##### EXTRACTED DATA
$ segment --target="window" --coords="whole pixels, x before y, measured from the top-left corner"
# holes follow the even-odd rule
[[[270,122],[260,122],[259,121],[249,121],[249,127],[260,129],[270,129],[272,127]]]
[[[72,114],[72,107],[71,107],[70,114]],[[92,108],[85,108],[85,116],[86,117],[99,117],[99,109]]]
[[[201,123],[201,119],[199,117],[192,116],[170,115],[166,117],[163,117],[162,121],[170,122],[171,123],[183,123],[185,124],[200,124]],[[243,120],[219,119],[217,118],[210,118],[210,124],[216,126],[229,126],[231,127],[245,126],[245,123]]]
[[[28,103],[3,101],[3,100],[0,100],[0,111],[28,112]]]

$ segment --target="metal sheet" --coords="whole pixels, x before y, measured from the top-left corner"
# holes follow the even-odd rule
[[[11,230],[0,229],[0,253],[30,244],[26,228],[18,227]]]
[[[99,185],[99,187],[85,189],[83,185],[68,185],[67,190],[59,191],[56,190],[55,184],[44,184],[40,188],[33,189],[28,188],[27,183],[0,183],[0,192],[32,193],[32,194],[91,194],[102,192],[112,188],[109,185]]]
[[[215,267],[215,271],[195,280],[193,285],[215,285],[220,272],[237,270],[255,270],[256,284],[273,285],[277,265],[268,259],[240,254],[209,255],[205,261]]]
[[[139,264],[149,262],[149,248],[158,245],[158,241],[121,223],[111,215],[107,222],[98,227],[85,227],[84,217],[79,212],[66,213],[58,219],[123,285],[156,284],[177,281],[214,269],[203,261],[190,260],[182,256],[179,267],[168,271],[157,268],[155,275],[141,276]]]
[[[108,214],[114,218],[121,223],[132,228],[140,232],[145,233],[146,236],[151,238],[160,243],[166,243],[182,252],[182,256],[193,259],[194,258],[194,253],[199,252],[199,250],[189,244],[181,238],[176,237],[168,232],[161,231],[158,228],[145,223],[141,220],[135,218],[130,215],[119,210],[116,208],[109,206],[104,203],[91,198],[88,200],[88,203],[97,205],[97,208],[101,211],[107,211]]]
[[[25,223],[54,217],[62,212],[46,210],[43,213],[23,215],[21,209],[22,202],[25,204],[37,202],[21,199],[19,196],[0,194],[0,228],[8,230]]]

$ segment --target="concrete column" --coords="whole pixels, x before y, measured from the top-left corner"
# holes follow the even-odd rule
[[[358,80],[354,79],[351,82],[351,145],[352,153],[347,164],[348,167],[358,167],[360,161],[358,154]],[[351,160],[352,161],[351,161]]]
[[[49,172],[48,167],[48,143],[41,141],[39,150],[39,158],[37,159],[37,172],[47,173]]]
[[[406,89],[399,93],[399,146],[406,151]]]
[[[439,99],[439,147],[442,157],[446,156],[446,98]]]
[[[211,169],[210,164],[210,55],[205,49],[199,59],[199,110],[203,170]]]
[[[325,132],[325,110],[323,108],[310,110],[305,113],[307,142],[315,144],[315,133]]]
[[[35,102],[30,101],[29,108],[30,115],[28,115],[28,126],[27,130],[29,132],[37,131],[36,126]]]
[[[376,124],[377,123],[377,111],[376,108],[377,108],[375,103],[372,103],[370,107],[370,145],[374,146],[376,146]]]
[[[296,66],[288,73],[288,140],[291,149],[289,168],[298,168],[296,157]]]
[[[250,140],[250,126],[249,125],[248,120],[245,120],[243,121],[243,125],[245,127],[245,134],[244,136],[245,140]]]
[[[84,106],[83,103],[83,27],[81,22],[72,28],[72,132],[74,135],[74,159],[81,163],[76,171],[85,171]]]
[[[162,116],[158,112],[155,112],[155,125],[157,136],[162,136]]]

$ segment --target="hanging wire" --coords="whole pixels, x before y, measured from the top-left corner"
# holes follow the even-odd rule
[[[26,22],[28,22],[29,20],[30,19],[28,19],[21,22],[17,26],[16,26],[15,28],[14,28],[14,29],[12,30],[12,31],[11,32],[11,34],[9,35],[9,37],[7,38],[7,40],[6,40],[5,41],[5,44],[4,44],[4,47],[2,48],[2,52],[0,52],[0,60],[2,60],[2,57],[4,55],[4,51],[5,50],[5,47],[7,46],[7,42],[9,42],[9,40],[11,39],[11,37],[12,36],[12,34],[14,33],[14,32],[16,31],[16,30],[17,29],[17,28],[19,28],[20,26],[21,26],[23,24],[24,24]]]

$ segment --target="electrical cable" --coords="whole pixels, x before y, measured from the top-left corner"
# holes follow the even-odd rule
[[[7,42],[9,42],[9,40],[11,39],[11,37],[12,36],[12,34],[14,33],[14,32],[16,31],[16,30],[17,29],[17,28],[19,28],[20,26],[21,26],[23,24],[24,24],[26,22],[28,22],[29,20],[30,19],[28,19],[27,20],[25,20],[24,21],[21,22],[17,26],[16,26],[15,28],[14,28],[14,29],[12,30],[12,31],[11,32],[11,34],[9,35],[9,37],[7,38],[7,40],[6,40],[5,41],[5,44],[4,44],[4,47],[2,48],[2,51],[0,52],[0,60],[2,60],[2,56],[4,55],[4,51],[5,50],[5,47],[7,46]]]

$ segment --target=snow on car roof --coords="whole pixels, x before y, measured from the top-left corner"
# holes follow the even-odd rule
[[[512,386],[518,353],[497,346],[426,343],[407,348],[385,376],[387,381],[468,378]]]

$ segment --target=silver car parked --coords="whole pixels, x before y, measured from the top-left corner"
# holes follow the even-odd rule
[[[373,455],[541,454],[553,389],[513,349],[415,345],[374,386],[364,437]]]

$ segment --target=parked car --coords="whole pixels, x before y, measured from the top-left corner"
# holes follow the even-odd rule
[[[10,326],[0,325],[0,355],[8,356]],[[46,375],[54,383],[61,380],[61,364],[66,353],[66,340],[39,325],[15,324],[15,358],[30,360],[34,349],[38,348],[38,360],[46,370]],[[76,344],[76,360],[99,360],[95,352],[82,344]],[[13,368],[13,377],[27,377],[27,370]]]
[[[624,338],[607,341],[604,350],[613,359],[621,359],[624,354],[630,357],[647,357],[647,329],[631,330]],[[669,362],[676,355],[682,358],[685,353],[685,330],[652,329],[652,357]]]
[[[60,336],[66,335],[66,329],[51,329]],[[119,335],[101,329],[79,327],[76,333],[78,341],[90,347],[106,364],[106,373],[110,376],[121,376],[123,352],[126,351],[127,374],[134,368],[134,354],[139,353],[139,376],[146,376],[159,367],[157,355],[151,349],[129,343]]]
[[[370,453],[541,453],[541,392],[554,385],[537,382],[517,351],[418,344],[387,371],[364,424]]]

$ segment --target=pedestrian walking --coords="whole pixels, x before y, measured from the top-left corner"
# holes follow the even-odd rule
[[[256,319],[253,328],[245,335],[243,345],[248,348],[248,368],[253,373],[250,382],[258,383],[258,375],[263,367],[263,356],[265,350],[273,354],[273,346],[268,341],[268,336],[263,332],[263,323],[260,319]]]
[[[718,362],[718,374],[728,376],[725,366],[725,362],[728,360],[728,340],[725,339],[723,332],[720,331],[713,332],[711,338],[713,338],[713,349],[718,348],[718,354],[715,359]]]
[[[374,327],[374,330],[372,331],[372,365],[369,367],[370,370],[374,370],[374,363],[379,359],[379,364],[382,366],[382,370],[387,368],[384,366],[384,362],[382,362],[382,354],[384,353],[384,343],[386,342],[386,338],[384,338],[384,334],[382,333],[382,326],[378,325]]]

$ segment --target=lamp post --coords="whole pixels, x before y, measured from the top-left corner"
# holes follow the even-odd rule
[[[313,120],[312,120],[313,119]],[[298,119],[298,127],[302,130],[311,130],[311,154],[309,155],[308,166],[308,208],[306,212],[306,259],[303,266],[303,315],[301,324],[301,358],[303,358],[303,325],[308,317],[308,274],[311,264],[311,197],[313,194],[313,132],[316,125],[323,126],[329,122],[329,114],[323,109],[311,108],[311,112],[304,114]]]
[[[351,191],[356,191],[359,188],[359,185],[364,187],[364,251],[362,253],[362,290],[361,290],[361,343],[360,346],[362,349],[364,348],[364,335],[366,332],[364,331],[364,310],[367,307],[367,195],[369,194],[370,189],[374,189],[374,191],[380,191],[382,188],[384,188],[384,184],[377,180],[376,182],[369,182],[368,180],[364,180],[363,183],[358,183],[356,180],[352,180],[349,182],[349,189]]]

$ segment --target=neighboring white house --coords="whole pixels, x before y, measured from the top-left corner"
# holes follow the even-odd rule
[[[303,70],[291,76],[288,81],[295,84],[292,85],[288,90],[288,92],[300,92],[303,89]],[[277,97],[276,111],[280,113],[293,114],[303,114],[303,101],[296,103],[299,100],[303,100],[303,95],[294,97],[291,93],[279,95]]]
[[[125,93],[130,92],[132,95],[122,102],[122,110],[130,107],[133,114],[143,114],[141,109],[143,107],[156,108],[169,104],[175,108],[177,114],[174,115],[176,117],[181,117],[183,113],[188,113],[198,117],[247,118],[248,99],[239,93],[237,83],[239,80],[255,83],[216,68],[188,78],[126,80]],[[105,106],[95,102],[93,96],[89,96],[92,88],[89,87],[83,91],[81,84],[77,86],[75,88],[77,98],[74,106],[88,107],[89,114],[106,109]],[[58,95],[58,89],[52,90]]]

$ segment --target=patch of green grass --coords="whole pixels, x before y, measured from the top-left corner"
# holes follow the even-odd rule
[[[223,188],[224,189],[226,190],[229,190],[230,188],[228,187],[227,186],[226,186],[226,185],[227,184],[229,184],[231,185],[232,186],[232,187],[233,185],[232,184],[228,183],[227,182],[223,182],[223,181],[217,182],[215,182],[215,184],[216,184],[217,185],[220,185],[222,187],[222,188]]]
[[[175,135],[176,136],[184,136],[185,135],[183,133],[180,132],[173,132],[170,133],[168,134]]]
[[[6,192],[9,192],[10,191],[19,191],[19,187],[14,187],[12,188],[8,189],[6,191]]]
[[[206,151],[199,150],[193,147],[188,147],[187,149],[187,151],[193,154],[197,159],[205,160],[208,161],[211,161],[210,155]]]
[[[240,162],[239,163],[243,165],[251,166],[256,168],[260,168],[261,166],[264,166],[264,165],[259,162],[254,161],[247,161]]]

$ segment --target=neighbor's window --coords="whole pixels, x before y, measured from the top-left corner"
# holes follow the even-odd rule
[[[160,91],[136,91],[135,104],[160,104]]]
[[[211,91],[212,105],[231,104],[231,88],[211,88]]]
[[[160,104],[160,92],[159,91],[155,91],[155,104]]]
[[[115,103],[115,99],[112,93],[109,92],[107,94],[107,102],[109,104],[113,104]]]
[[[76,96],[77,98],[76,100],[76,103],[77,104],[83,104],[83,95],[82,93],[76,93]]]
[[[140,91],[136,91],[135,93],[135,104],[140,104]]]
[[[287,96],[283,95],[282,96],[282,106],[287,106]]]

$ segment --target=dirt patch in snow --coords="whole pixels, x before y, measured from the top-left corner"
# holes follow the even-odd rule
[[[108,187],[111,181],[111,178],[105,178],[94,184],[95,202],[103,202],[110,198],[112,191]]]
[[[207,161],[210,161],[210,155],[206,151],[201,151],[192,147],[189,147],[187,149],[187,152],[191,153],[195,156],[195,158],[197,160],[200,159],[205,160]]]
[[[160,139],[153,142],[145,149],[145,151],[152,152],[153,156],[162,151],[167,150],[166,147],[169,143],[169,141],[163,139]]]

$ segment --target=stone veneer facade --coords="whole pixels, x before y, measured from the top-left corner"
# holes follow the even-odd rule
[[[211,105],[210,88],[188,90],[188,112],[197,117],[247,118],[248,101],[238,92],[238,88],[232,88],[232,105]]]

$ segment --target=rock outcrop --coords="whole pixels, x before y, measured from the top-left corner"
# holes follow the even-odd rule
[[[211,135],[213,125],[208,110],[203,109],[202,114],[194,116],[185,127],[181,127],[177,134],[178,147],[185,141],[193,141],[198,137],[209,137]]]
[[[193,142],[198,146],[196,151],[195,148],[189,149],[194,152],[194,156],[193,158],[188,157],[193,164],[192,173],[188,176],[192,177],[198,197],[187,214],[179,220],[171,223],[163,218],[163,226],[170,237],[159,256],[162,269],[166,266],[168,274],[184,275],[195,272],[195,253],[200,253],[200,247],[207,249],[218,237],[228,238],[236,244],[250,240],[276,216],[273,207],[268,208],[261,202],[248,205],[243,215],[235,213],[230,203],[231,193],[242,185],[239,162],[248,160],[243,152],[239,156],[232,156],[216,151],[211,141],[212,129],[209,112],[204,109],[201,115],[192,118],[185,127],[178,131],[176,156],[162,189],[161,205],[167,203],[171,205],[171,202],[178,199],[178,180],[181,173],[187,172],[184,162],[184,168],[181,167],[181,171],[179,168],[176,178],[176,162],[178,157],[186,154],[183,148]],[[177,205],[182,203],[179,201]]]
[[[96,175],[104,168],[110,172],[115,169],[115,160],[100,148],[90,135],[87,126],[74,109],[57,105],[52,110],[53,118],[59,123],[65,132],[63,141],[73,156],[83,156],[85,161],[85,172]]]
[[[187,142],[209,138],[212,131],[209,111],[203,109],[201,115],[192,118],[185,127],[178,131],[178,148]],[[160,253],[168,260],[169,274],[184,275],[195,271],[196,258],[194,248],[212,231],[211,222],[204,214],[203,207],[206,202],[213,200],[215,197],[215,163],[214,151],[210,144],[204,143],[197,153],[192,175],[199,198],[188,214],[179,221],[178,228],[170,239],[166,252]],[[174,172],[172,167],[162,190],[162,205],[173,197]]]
##########
- [WHAT IS REQUIRED]
Output the stretch of material from its first line through the line containing "[[[28,103],[3,101],[3,100],[0,100],[0,111],[28,112]]]" as a JSON list of strings, one string per line, with blank lines omitted.

- [EXERCISE OUTPUT]
[
  "$ segment --target=\"window\" --coords=\"whole pixels, x before y, measured from the top-left corner\"",
  "# holes follow the even-odd rule",
  "[[[270,122],[260,122],[259,121],[249,121],[249,127],[260,129],[270,129],[272,127]]]",
  "[[[72,114],[72,107],[71,107],[70,114]],[[92,108],[85,108],[85,116],[86,117],[99,117],[99,109]]]",
  "[[[201,123],[201,119],[199,117],[192,116],[170,115],[166,117],[163,117],[162,121],[170,122],[171,123],[183,123],[185,124],[200,124]],[[243,120],[219,119],[217,118],[210,118],[210,124],[216,126],[229,126],[231,127],[245,126],[245,123]]]",
  "[[[28,103],[3,101],[3,100],[0,100],[0,111],[28,112]]]"
]